* **What you need to do**
Copy all of the items below word for word, and leave the picture out of your answer.

* **Information supplied**
-- START --

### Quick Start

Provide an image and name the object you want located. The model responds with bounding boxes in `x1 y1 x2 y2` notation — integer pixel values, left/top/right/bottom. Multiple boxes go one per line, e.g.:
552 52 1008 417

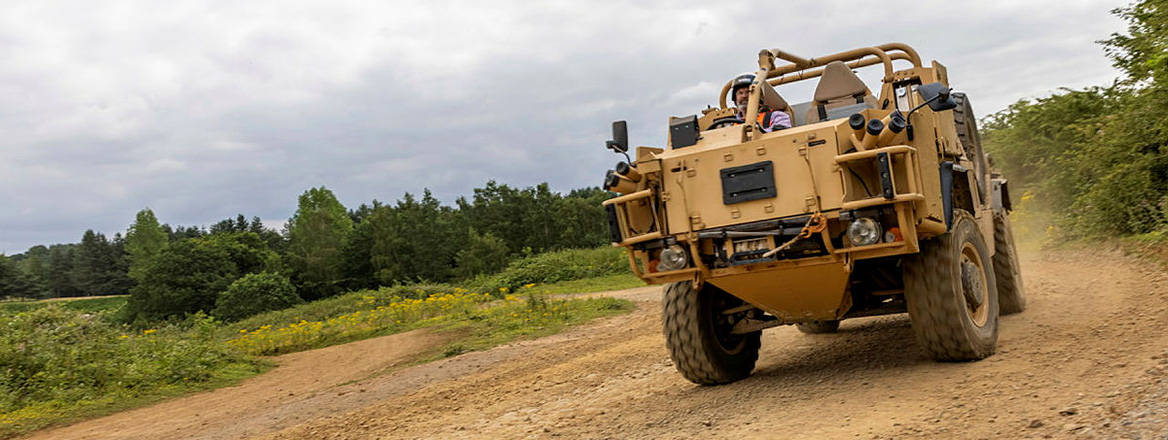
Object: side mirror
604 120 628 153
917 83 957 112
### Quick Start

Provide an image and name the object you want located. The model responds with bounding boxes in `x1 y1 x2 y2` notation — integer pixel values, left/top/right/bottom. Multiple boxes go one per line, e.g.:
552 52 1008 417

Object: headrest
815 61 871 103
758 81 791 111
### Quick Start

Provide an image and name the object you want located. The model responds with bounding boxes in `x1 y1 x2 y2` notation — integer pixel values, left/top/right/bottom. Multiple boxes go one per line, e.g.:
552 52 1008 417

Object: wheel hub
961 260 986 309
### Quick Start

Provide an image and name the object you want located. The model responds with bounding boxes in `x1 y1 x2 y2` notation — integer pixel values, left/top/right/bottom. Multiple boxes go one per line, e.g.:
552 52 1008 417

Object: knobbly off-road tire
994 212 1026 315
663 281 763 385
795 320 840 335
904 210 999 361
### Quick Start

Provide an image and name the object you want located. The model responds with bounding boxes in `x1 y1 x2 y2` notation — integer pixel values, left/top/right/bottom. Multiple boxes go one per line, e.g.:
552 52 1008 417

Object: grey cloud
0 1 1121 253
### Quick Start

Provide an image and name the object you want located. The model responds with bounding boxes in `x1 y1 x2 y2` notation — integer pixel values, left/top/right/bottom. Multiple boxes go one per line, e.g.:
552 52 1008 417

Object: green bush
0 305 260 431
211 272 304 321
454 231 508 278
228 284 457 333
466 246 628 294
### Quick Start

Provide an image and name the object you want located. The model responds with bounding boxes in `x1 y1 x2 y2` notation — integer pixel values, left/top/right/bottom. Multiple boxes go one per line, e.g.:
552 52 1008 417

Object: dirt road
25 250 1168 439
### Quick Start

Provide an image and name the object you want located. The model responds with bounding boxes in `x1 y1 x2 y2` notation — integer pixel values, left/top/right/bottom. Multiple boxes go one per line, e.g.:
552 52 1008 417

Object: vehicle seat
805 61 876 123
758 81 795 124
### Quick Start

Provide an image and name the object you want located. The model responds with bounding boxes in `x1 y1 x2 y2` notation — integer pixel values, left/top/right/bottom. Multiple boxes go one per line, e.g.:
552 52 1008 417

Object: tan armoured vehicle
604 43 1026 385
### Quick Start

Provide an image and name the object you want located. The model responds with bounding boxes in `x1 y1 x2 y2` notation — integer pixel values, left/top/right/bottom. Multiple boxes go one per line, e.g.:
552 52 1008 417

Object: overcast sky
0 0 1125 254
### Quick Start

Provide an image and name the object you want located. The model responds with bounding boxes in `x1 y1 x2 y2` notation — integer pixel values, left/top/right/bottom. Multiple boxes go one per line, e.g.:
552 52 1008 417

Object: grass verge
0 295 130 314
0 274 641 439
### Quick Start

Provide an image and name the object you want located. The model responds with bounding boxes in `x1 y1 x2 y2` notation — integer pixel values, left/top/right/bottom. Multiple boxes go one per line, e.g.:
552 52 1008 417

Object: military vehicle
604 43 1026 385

-- END --

* **Full solution**
### Quick Start

Provide an image and name the object you want located. The model responds with bounding boxes in `x1 y1 x2 y2` notation — integer pixel values, left/top/right/bottom. Multiple boxes go one per line, e.g.:
552 52 1008 417

Object: side mirror
604 120 628 153
917 83 957 112
### Quick Start

Provide an image and name the object you want located. The model responds with bounding boxes in `x1 y1 x2 y2` notation — integer pixel values, left/top/right/bottom. Multiple boxes go one per line, e.g.:
552 52 1008 417

Object: headrest
815 61 871 103
758 81 791 111
### Quick Start

Provide an image and name the object you want located. The model responds with bounding boxes in `x1 y1 x2 y2` notation — integer pixel values, left/top/right/bottom. Multiple boxes go one per line, e.g.:
552 52 1008 417

Object: wheel hub
961 260 986 309
### Quick Start

Provide an image and name the object you want located. The model responds with bounding boxes in `x1 y1 x2 y2` notation — integer pixel values, left/top/right/bottom. Multiple boxes go one per line, e.g.:
552 52 1008 417

Object: knobbly off-road tire
994 212 1026 315
663 281 763 385
795 320 840 335
904 210 999 361
### Quick Start

Provide an image and name the object you want located. The model responds with bounding boxes in `x1 y1 x2 y2` notation — integer pixel values, left/top/right/bottom. Multiple boxes go one per line, e.g.:
552 52 1008 417

Object: grey cloud
0 1 1121 253
### Quick Start

Provide an image and name the object you want located. The model responds with bounding boxes in `x1 y1 x2 y2` notation — integer pixel values, left/top/right/bottom. Multiple boxes go one per line, e.g.:
552 52 1008 417

Object: green bush
0 305 260 431
211 272 304 321
454 231 508 278
228 284 457 333
466 246 628 294
### Quick Start

Provide an image and name the object you want located. The model responds with bounding boxes in `x1 y1 x2 y2` notation — integer pixel values, left/top/right/bottom. Multiple boxes go one per line, e.g.:
552 52 1008 417

Object: dirt road
25 250 1168 439
### Quick Start

Provide an image and name the object you want located. The model responds with bounding boxes in `x1 y1 x2 y2` notation — integer pixel values, left/top/right/bottom. Multiple boxes go one per line, e.g.:
552 52 1008 417

Object: vehicle seat
805 61 876 123
758 81 795 124
### Quick Start

Provide an image and name the object you want located. The model responds with bounding boxes in `x1 y1 x2 y2` notation — integer pixel values, left/top/right/bottom. Multiple boxes go one per line, e.g.:
552 52 1008 417

Object: tan armoured vehicle
604 43 1026 385
### Quick Start

Provide an image and name the object you want located. The model responds with bounding boxes in `x1 y1 x2 y2` notation — integer pixel values, left/top/right/bottom. Multiple boxes go one per line, e.g.:
552 52 1008 417

Object: overcast sky
0 0 1125 254
### Quick Start

Provide an image and name the object you want located. The model responds with bounding boxes in `x1 y1 x2 y2` notation — integer pixel values, left/top/right/bottom. Multiple boxes go one per line, e.g.:
552 52 1008 417

Object: grass verge
0 295 130 314
0 274 641 439
### Quick Start

Provide an image and name the object you want located. The model responds with bounding boxes in `x1 y1 x2 y2` notation — integer pixel values, left/top/right/bottom. Multiple boxes go one per line, e.g.:
552 52 1008 417

Object: military vehicle
604 43 1026 385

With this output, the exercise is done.